▸ **YOUR INSTRUCTIONS**
Locate "[point] every instance of the group of people (one" in the data below, then output the line it is on and all following lines through the last, word for word. Skip any pictures.
━━━
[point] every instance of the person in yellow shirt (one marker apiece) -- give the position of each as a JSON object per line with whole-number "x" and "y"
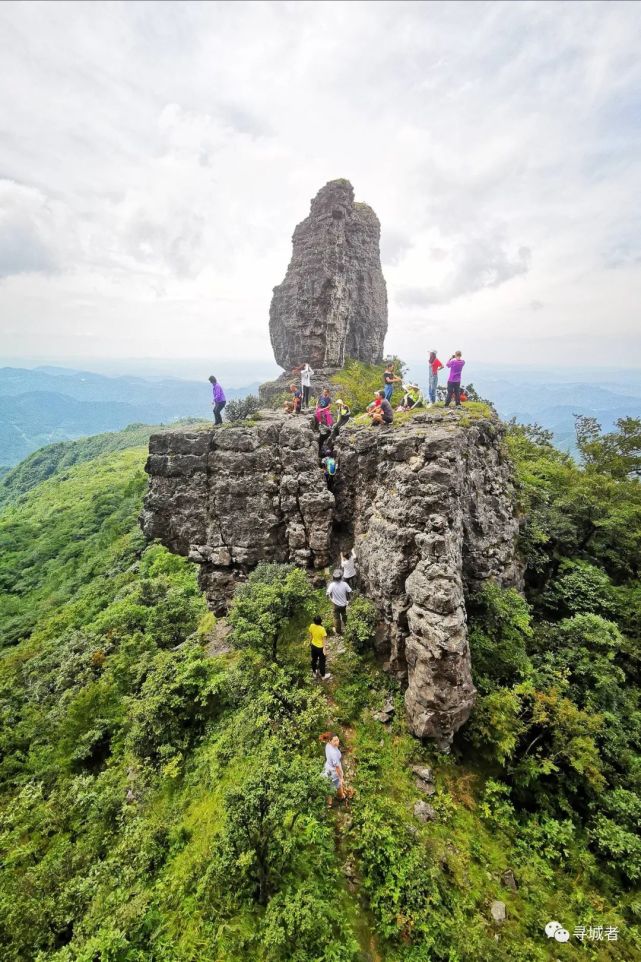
{"x": 317, "y": 638}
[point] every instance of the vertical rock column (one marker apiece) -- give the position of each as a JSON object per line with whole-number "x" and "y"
{"x": 332, "y": 304}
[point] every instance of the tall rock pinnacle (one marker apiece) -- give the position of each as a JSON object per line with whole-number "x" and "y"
{"x": 332, "y": 304}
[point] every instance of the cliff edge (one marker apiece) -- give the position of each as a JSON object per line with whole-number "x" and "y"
{"x": 427, "y": 504}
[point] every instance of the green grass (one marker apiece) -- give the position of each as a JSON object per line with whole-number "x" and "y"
{"x": 93, "y": 666}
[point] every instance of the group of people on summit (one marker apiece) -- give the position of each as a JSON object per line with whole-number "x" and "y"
{"x": 379, "y": 410}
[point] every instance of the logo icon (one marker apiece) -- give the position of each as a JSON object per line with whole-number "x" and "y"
{"x": 554, "y": 930}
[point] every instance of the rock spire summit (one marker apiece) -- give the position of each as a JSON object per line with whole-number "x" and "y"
{"x": 332, "y": 304}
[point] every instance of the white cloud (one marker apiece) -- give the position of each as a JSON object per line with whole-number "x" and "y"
{"x": 157, "y": 156}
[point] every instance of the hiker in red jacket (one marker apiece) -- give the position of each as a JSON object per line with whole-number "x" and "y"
{"x": 435, "y": 366}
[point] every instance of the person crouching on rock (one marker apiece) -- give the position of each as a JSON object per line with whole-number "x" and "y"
{"x": 293, "y": 403}
{"x": 323, "y": 413}
{"x": 338, "y": 591}
{"x": 218, "y": 400}
{"x": 317, "y": 638}
{"x": 381, "y": 410}
{"x": 333, "y": 769}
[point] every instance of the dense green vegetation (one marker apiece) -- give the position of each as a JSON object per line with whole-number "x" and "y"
{"x": 160, "y": 804}
{"x": 55, "y": 458}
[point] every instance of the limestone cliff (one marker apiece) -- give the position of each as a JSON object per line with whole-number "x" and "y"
{"x": 332, "y": 304}
{"x": 427, "y": 505}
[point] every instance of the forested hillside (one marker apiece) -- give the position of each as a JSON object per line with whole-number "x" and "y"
{"x": 160, "y": 792}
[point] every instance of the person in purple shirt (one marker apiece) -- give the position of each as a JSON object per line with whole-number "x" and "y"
{"x": 219, "y": 400}
{"x": 456, "y": 365}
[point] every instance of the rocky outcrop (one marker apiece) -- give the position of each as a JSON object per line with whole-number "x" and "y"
{"x": 427, "y": 505}
{"x": 232, "y": 497}
{"x": 332, "y": 304}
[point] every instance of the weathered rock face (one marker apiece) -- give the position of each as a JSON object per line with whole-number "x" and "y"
{"x": 332, "y": 304}
{"x": 427, "y": 505}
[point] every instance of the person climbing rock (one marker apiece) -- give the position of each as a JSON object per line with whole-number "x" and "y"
{"x": 456, "y": 365}
{"x": 219, "y": 401}
{"x": 344, "y": 413}
{"x": 325, "y": 441}
{"x": 306, "y": 374}
{"x": 348, "y": 564}
{"x": 323, "y": 410}
{"x": 338, "y": 591}
{"x": 317, "y": 638}
{"x": 333, "y": 769}
{"x": 412, "y": 398}
{"x": 390, "y": 379}
{"x": 434, "y": 366}
{"x": 330, "y": 464}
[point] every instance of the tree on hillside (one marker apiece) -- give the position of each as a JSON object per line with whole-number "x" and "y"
{"x": 617, "y": 454}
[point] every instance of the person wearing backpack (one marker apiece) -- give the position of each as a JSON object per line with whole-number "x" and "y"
{"x": 338, "y": 591}
{"x": 218, "y": 400}
{"x": 330, "y": 465}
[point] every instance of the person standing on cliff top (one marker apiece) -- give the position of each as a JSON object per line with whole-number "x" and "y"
{"x": 380, "y": 410}
{"x": 306, "y": 374}
{"x": 323, "y": 409}
{"x": 434, "y": 366}
{"x": 219, "y": 401}
{"x": 390, "y": 380}
{"x": 348, "y": 564}
{"x": 456, "y": 365}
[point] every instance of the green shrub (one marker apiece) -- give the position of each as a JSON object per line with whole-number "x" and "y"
{"x": 361, "y": 624}
{"x": 262, "y": 606}
{"x": 581, "y": 588}
{"x": 500, "y": 627}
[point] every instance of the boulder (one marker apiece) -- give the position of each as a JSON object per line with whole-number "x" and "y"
{"x": 424, "y": 812}
{"x": 332, "y": 304}
{"x": 430, "y": 512}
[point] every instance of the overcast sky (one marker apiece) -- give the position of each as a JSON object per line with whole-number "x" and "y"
{"x": 156, "y": 157}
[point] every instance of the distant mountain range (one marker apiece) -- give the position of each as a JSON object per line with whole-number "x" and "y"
{"x": 43, "y": 405}
{"x": 552, "y": 396}
{"x": 39, "y": 406}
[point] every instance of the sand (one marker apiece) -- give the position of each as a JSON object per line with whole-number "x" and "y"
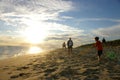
{"x": 82, "y": 64}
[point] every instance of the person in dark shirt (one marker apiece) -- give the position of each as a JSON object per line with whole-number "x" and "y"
{"x": 99, "y": 47}
{"x": 70, "y": 45}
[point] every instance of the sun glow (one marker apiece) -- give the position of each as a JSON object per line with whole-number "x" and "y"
{"x": 35, "y": 50}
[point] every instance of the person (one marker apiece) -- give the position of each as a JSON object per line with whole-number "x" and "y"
{"x": 99, "y": 47}
{"x": 70, "y": 45}
{"x": 64, "y": 45}
{"x": 103, "y": 40}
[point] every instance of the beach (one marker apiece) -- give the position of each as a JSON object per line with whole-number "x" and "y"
{"x": 82, "y": 64}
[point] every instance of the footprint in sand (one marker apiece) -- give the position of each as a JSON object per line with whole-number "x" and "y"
{"x": 22, "y": 68}
{"x": 90, "y": 71}
{"x": 24, "y": 75}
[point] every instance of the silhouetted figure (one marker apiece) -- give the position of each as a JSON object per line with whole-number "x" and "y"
{"x": 70, "y": 45}
{"x": 103, "y": 40}
{"x": 64, "y": 45}
{"x": 99, "y": 47}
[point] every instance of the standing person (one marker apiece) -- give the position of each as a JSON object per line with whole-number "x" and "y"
{"x": 69, "y": 44}
{"x": 99, "y": 47}
{"x": 64, "y": 45}
{"x": 103, "y": 40}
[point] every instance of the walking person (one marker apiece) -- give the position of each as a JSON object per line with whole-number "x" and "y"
{"x": 64, "y": 45}
{"x": 70, "y": 45}
{"x": 99, "y": 47}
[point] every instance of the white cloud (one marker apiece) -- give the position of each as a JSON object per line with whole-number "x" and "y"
{"x": 98, "y": 19}
{"x": 113, "y": 31}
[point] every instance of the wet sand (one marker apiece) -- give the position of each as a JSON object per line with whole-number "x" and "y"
{"x": 82, "y": 64}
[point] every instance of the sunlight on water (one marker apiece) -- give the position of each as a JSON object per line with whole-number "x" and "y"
{"x": 35, "y": 50}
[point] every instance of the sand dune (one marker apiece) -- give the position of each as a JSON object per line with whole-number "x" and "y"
{"x": 58, "y": 65}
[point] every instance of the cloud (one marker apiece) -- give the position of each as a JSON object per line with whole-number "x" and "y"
{"x": 98, "y": 19}
{"x": 26, "y": 9}
{"x": 113, "y": 31}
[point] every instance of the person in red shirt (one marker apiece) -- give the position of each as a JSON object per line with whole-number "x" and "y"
{"x": 99, "y": 47}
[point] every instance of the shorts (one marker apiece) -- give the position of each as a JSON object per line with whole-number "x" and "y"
{"x": 69, "y": 47}
{"x": 100, "y": 52}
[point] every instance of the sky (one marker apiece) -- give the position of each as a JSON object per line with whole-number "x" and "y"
{"x": 49, "y": 23}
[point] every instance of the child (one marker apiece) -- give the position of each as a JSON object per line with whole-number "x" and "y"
{"x": 99, "y": 47}
{"x": 69, "y": 44}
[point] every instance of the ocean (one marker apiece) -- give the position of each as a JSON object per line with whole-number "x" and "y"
{"x": 12, "y": 51}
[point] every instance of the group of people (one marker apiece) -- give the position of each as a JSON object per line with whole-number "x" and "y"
{"x": 98, "y": 46}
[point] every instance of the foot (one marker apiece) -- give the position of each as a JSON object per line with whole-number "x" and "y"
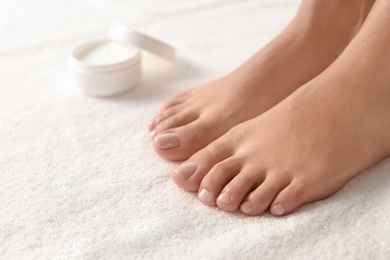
{"x": 305, "y": 148}
{"x": 312, "y": 41}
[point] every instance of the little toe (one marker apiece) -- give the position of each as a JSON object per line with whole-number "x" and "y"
{"x": 258, "y": 201}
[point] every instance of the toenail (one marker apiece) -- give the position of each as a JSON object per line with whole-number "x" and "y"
{"x": 186, "y": 170}
{"x": 166, "y": 141}
{"x": 204, "y": 195}
{"x": 246, "y": 207}
{"x": 152, "y": 123}
{"x": 278, "y": 209}
{"x": 225, "y": 198}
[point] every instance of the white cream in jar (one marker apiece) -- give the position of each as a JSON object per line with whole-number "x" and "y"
{"x": 111, "y": 66}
━━━
▸ **ANSWER TO THE EXERCISE**
[point] every instance of the group of people (one marker apiece) -- give the position of each as a JSON object per line with whole-number "x" and "y"
{"x": 98, "y": 46}
[point] every instance of the foot (one marker apiece) -- give the position of each as a JSON object per line with whole-number "x" and "y"
{"x": 305, "y": 148}
{"x": 312, "y": 41}
[point] every instance of the little toe (one marker apiece) -- give the position of each as a JSON object per line with whole-number "x" and "y"
{"x": 258, "y": 201}
[point] every instance of the toenail (one marker apiece) -- give the position of each as a JSON object per line with whole-number "x" and "y"
{"x": 186, "y": 170}
{"x": 166, "y": 141}
{"x": 204, "y": 195}
{"x": 246, "y": 207}
{"x": 152, "y": 123}
{"x": 278, "y": 209}
{"x": 225, "y": 198}
[point] every instance of the white cream in jar (one marker apiece) -- give the position of each as a JSON object per line with whole-number "x" and "y"
{"x": 111, "y": 66}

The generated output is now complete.